- Task prompt
Exact reproduction, images excluded: write out the records below.

- Data for processing

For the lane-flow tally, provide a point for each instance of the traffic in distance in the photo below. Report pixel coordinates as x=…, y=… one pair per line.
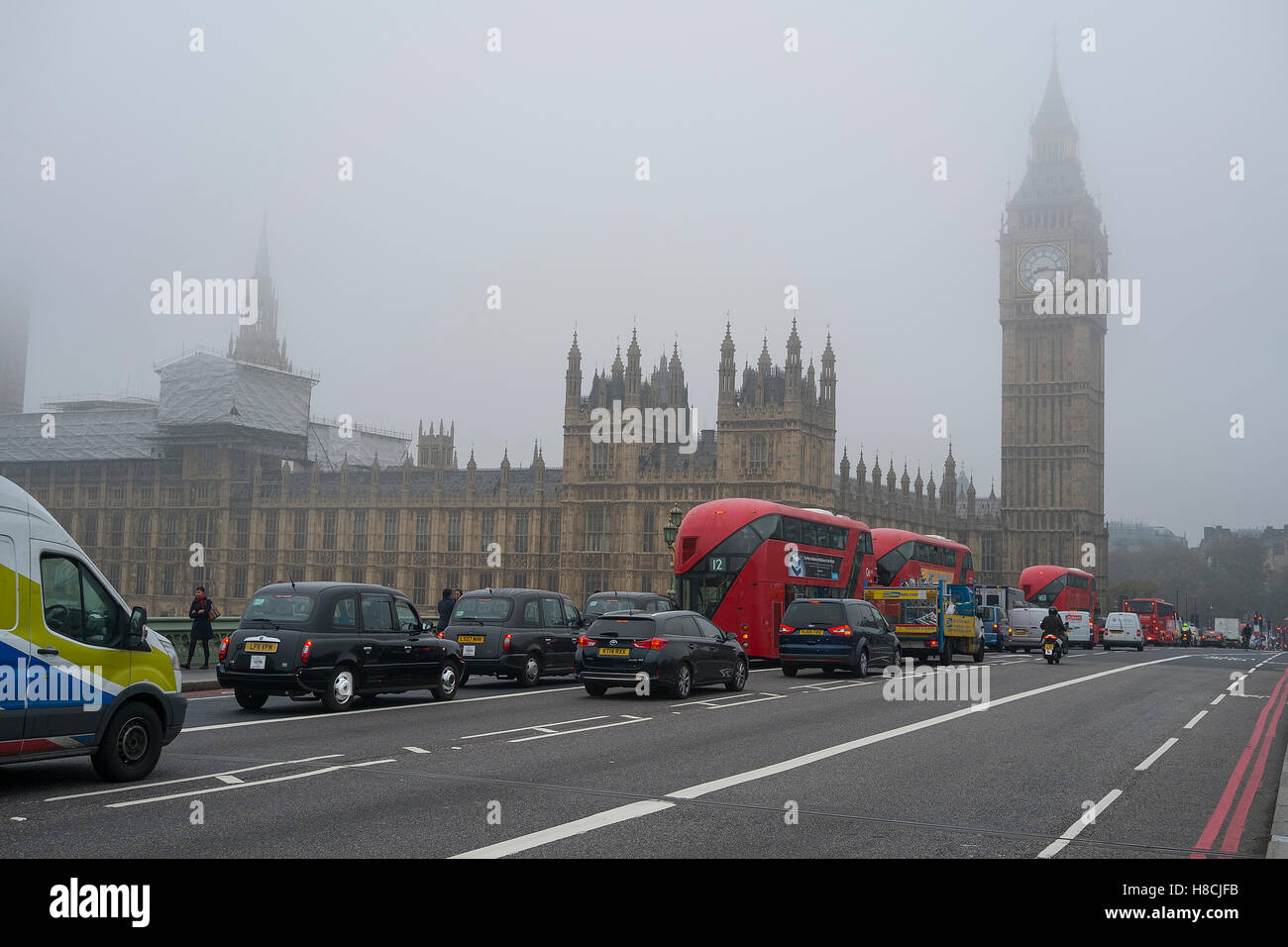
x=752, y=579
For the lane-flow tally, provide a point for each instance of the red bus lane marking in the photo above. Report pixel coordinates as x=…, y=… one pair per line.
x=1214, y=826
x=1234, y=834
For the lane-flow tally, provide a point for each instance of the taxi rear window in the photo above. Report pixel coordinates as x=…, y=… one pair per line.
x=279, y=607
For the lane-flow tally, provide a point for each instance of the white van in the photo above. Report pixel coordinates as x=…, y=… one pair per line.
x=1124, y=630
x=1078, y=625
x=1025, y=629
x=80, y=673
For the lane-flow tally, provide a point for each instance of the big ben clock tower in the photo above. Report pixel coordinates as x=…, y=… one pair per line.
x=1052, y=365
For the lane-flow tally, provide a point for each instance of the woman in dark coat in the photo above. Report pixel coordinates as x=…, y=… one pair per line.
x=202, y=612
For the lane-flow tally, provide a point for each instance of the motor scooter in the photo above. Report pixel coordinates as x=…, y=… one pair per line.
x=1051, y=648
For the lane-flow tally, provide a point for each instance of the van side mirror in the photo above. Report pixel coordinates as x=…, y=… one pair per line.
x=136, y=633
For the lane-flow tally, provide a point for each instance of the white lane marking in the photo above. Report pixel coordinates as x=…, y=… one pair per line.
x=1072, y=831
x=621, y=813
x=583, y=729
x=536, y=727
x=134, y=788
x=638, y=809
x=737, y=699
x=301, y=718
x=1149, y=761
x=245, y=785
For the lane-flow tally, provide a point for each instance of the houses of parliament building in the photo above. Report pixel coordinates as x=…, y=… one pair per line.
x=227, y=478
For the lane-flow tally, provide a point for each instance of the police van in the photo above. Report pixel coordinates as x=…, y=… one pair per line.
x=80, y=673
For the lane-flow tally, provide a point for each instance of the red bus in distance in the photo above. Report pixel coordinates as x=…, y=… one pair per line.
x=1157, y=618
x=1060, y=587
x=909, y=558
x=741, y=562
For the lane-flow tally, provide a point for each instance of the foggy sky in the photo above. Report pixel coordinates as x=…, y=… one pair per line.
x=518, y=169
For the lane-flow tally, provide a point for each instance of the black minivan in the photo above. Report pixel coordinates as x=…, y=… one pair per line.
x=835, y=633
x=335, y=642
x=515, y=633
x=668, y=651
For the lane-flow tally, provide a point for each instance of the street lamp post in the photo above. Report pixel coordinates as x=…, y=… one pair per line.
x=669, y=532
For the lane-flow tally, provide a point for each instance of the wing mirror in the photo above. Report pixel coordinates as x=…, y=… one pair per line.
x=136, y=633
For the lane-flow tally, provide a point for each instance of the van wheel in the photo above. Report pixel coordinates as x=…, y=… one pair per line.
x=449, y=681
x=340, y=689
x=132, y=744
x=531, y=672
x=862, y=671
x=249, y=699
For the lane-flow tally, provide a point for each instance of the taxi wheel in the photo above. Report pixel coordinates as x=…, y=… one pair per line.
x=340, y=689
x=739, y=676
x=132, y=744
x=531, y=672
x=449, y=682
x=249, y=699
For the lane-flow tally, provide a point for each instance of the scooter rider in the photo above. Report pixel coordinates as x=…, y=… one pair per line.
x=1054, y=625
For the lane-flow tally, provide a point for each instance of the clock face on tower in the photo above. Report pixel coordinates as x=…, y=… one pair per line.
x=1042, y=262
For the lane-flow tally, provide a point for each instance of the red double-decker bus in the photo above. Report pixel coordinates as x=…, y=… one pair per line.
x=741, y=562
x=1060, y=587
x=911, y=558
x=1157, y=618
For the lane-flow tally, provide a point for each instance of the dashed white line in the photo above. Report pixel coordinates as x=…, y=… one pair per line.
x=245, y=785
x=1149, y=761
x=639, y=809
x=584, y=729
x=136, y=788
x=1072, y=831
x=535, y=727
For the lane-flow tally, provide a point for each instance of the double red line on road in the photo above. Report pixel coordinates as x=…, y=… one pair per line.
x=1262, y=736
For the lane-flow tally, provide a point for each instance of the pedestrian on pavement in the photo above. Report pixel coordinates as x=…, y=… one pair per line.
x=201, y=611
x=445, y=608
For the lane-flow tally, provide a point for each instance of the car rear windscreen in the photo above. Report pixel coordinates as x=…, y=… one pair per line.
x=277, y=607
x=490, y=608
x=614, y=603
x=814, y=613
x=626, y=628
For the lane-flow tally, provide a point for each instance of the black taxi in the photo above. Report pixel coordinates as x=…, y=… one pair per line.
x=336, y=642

- Written solution
For the lane-flow tally, provide a point for each instance of the traffic in distance in the photo below. Report pixel coordinates as x=…, y=… one pair per line.
x=752, y=579
For the lane-flow tally, provide a point for each instance of the red bus lane marking in the photo above. Report pixel coordinates as x=…, y=… one pair per line.
x=1214, y=826
x=1234, y=834
For the lane-flow tally, provide a point for each instance of the taxi rear window in the photo above. Report pixel coordinates as x=…, y=… one pair per line.
x=279, y=607
For the lane-flow tally, provide a point for each instance of the white van in the photo above. Report pixel coordinates as x=…, y=… one pair per line.
x=1124, y=630
x=1078, y=625
x=1025, y=629
x=80, y=673
For the lane-flow tally, provide a point for each instance of the big ben clock tower in the photo above. Report pixel coordinates as x=…, y=… one pair per line.
x=1052, y=365
For the lane-flow tally, provide a point for each instance of the woman in dark coat in the photo above. Report pixel coordinates as x=…, y=… one pair per line.
x=202, y=612
For the lane-flow tally, provide a point for each instance of the motor scooter in the photo above. Report pixel coordinates as x=…, y=… one pair per line.
x=1051, y=648
For the lane-flow tally, provide a point for each instance of the van side mirror in the photo above. Report pixel coordinates as x=…, y=… one pair per line.
x=136, y=633
For the lane-flow tally, provide a point for each instance of the white lane marking in the photo above. Report pixel coordinates as x=…, y=… one pair per line.
x=1072, y=831
x=621, y=813
x=583, y=729
x=536, y=727
x=134, y=788
x=638, y=809
x=737, y=699
x=301, y=718
x=1149, y=761
x=245, y=785
For the lane-flow tally, provide a point for each instance of the houses of parliament building in the photo above. Report pixel coordinates as x=…, y=… one pair per line.
x=227, y=478
For the lane-flow tally, provide a point for each instance of the police van in the photo above. Report pixel coordinates as x=…, y=… one pair per line.
x=80, y=673
For the lane-flow tally, provide a point for each instance of the red bus in distance in the photo above. Report pixel coordinates as x=…, y=… one pair per line.
x=1157, y=618
x=1060, y=587
x=909, y=558
x=741, y=562
For the lane-flow tally, provide a point for each instance of the foggy sky in the photo above. Report pixel coordinates as x=…, y=… one pair per line.
x=518, y=169
For the lane-flow tally, provide a point for each instance of the black minivan in the photo above. Report pixel coordinates as x=…, y=… one pair per line.
x=835, y=633
x=335, y=642
x=515, y=633
x=668, y=651
For the lane-flow tally, provide a point for each instance of the street lamp post in the photo above. Report pixel coordinates as x=…, y=… one pair per line.
x=669, y=532
For the lane-flow tally, provide a point for each instance of the wing mirror in the photo above. Report pixel coordinates as x=…, y=… one pair per line.
x=136, y=633
For the lane-flow tally, provide a point for each instance of the van wheel in the photo above. Report pixel coordinates as x=…, y=… one pair per line.
x=449, y=681
x=340, y=689
x=132, y=744
x=531, y=672
x=862, y=671
x=249, y=699
For the lane-flow tally, provide a point for each instance of the taxi wheel in the photo above. Report pixel coordinates as x=…, y=… one pair per line.
x=340, y=689
x=739, y=676
x=132, y=744
x=531, y=672
x=449, y=682
x=249, y=699
For the lane-flow tally, provide a point for each instance of the scooter rider in the photo above. Report pixel coordinates as x=…, y=… one pair per line.
x=1054, y=625
For the lane-flow tally, provide a point for each instance of the clock face on tower in the photo above. Report pixel coordinates as x=…, y=… one pair per line.
x=1042, y=262
For the lane-flow tally, provide a point for each instance of the red double-decker bus in the photo above. Report pixel coordinates as x=…, y=… one pair per line.
x=741, y=562
x=1060, y=587
x=911, y=558
x=1157, y=618
For the lane-flow tally, provide a point for each instance of the dashed white line in the photo above. Report pixel coordinates as x=…, y=… one pair per line.
x=245, y=785
x=1149, y=761
x=639, y=809
x=584, y=729
x=136, y=788
x=1072, y=831
x=535, y=727
For the lane-flow tally, provide a point for each instance of the double red line on road in the photo above. Report pixel coordinates as x=…, y=… one pair per line.
x=1262, y=736
For the lane-flow tally, provide a point for each instance of the pedestrian on pavement in the photo above. Report pixel coordinates as x=…, y=… one pair per line.
x=201, y=611
x=445, y=608
For the lane-flow tally, provide a point for each instance of the car rear windscreen in the photo above. Report pixel coordinates as x=…, y=… one pair per line.
x=277, y=607
x=490, y=608
x=614, y=603
x=814, y=613
x=626, y=628
For the lane-flow tally, provide a point for each instance of the black taxi in the photo above. Report pixel coordinates as x=…, y=… one pair per line.
x=336, y=642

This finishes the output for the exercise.